● Do this: The records below are to be quoted in full; please keep every word exact.

● Dataset records:
★ ★ ★ ★ ★ ★ ★

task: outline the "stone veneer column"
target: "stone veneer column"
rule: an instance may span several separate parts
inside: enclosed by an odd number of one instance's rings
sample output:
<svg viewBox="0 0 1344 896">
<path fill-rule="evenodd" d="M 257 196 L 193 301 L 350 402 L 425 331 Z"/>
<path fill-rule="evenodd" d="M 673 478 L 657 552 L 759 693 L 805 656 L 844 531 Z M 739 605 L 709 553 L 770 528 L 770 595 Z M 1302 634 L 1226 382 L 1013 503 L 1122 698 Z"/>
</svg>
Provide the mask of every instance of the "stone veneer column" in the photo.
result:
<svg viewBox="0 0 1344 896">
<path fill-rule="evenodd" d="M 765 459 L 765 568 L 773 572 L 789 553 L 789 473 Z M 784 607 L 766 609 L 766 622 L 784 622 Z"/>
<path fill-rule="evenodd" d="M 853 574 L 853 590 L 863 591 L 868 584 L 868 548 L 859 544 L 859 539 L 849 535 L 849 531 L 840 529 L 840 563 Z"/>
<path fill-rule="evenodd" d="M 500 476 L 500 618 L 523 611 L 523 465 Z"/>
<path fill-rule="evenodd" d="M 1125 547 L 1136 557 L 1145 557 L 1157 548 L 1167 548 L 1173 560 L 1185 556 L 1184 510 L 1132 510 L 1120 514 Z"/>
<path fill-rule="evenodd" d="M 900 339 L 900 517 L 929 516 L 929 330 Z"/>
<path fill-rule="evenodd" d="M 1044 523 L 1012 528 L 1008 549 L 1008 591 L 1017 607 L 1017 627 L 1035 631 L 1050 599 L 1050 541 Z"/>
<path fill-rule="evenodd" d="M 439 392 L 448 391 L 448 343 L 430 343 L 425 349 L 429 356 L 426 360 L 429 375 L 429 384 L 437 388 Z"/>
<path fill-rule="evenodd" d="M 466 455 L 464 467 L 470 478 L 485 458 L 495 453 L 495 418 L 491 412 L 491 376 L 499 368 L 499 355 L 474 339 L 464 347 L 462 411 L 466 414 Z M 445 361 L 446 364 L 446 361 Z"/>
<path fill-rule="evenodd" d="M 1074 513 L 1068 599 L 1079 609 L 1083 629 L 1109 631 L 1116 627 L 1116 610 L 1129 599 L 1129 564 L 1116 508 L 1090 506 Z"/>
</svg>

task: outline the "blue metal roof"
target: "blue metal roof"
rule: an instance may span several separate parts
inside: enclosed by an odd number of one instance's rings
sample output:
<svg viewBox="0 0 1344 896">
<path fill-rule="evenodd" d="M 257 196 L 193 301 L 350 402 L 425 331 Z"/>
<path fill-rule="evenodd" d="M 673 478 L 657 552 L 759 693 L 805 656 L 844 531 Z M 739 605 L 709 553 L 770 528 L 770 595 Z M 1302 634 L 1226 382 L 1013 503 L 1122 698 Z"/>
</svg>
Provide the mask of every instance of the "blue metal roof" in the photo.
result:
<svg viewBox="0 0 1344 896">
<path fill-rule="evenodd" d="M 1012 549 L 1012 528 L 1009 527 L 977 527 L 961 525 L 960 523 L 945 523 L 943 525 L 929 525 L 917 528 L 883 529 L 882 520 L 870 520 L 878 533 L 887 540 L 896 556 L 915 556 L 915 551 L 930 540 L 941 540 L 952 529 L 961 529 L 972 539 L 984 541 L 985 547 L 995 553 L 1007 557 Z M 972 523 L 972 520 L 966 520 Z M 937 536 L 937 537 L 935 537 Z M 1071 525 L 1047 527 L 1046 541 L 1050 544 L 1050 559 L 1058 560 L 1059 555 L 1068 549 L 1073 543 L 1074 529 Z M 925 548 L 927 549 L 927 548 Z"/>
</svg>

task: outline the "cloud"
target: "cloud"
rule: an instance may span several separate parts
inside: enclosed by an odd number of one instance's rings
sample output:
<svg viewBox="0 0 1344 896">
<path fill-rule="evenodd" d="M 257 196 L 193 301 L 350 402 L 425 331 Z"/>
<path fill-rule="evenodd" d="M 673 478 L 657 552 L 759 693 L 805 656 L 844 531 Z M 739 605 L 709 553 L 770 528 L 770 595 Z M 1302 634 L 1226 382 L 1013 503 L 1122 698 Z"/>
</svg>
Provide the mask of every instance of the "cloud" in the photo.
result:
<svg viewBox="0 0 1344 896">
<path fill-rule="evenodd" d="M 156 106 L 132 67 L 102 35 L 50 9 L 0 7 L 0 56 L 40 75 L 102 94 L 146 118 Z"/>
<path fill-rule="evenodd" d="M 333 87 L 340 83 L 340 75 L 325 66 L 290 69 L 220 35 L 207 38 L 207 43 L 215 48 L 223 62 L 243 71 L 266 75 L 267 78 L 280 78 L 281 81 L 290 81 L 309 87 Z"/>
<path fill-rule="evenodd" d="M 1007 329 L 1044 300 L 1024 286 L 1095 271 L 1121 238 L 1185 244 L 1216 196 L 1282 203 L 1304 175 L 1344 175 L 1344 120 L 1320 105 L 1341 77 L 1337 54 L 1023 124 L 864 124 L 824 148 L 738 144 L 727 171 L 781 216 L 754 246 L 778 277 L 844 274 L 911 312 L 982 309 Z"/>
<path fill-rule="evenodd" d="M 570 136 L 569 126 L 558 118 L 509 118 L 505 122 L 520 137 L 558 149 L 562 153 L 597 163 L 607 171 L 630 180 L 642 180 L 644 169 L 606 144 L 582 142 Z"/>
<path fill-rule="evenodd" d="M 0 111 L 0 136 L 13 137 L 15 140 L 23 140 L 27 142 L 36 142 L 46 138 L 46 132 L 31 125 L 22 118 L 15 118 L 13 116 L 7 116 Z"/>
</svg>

★ ★ ★ ★ ★ ★ ★

● Problem solution:
task: outline the "stone veneer column"
target: "stone veneer column"
rule: an instance may span several separate parts
inside: enclosed by an odd number of one instance's rings
sample output:
<svg viewBox="0 0 1344 896">
<path fill-rule="evenodd" d="M 257 196 L 193 301 L 350 402 L 425 331 Z"/>
<path fill-rule="evenodd" d="M 673 478 L 657 552 L 759 693 L 805 656 L 844 531 Z M 739 605 L 709 553 L 770 528 L 770 595 Z M 1302 634 L 1226 382 L 1013 503 L 1122 698 Z"/>
</svg>
Provide the mask of every instance of the "stone veneer column" in the photo.
result:
<svg viewBox="0 0 1344 896">
<path fill-rule="evenodd" d="M 765 459 L 765 568 L 773 572 L 789 553 L 789 473 Z M 784 607 L 766 609 L 766 622 L 784 622 Z"/>
<path fill-rule="evenodd" d="M 853 574 L 853 590 L 863 591 L 868 584 L 868 548 L 859 544 L 859 539 L 849 535 L 849 531 L 840 529 L 840 563 Z"/>
<path fill-rule="evenodd" d="M 500 476 L 500 618 L 523 611 L 523 465 Z"/>
<path fill-rule="evenodd" d="M 1125 547 L 1136 557 L 1145 557 L 1157 548 L 1167 548 L 1173 560 L 1185 556 L 1184 510 L 1132 510 L 1120 514 Z"/>
<path fill-rule="evenodd" d="M 900 339 L 900 517 L 929 516 L 929 330 Z"/>
<path fill-rule="evenodd" d="M 1044 523 L 1012 528 L 1008 549 L 1008 591 L 1017 607 L 1017 627 L 1035 631 L 1050 599 L 1050 541 Z"/>
<path fill-rule="evenodd" d="M 439 392 L 448 391 L 448 343 L 430 343 L 425 349 L 429 356 L 426 360 L 429 375 L 429 384 L 437 388 Z"/>
<path fill-rule="evenodd" d="M 466 455 L 464 467 L 470 478 L 485 458 L 495 453 L 495 418 L 491 412 L 491 376 L 499 368 L 499 355 L 474 339 L 464 347 L 462 411 L 466 414 Z M 445 361 L 446 364 L 446 361 Z"/>
<path fill-rule="evenodd" d="M 1074 513 L 1068 599 L 1079 609 L 1083 629 L 1109 631 L 1116 627 L 1116 610 L 1129 599 L 1129 564 L 1116 508 L 1090 506 Z"/>
</svg>

task: outline the "blue metal roof"
target: "blue metal roof"
rule: an instance may span several separate parts
inside: enclosed by an odd number of one instance's rings
sample output:
<svg viewBox="0 0 1344 896">
<path fill-rule="evenodd" d="M 257 196 L 193 301 L 350 402 L 425 331 Z"/>
<path fill-rule="evenodd" d="M 673 478 L 657 552 L 759 693 L 805 656 L 844 531 Z M 739 605 L 709 553 L 770 528 L 770 595 Z M 1302 634 L 1226 382 L 1013 503 L 1122 698 Z"/>
</svg>
Provide the mask of every instance of the "blue metal roof" in the photo.
result:
<svg viewBox="0 0 1344 896">
<path fill-rule="evenodd" d="M 1012 549 L 1012 528 L 1009 527 L 977 527 L 961 525 L 960 523 L 945 523 L 943 525 L 929 525 L 917 528 L 883 529 L 882 520 L 870 520 L 878 533 L 887 540 L 896 556 L 915 556 L 915 551 L 930 540 L 941 540 L 952 529 L 961 529 L 972 539 L 984 541 L 985 547 L 995 553 L 1007 557 Z M 972 523 L 972 520 L 966 520 Z M 937 536 L 937 537 L 935 537 Z M 1071 525 L 1047 527 L 1046 541 L 1050 544 L 1050 559 L 1058 560 L 1059 555 L 1068 549 L 1073 543 L 1074 529 Z M 925 548 L 927 549 L 927 548 Z"/>
</svg>

task: outline the "cloud"
target: "cloud"
rule: an instance may span several separate parts
inside: enclosed by an odd number of one instance's rings
sample output:
<svg viewBox="0 0 1344 896">
<path fill-rule="evenodd" d="M 257 196 L 193 301 L 350 402 L 425 331 Z"/>
<path fill-rule="evenodd" d="M 673 478 L 657 552 L 759 693 L 805 656 L 844 531 Z M 739 605 L 709 553 L 770 528 L 770 595 Z M 1302 634 L 1226 382 L 1013 503 L 1122 698 Z"/>
</svg>
Provide the mask of every instance of the "cloud" in the photo.
result:
<svg viewBox="0 0 1344 896">
<path fill-rule="evenodd" d="M 156 106 L 132 67 L 102 35 L 50 9 L 0 7 L 0 56 L 40 75 L 102 94 L 146 118 Z"/>
<path fill-rule="evenodd" d="M 333 87 L 340 83 L 340 75 L 325 66 L 290 69 L 220 35 L 207 38 L 207 43 L 215 48 L 223 62 L 243 71 L 266 75 L 267 78 L 280 78 L 281 81 L 290 81 L 309 87 Z"/>
<path fill-rule="evenodd" d="M 1007 329 L 1044 300 L 1024 286 L 1095 271 L 1121 238 L 1185 244 L 1216 196 L 1282 203 L 1304 175 L 1344 175 L 1344 120 L 1320 105 L 1341 77 L 1337 54 L 1023 124 L 864 124 L 824 148 L 738 144 L 727 171 L 781 216 L 754 246 L 778 277 L 844 274 L 911 312 L 982 309 Z"/>
<path fill-rule="evenodd" d="M 570 136 L 569 126 L 558 118 L 509 118 L 505 122 L 520 137 L 558 149 L 562 153 L 597 163 L 607 171 L 630 180 L 642 180 L 644 169 L 606 144 L 582 142 Z"/>
<path fill-rule="evenodd" d="M 0 111 L 0 136 L 13 137 L 15 140 L 23 140 L 27 142 L 36 142 L 46 138 L 46 132 L 31 125 L 22 118 L 15 118 L 13 116 L 7 116 Z"/>
</svg>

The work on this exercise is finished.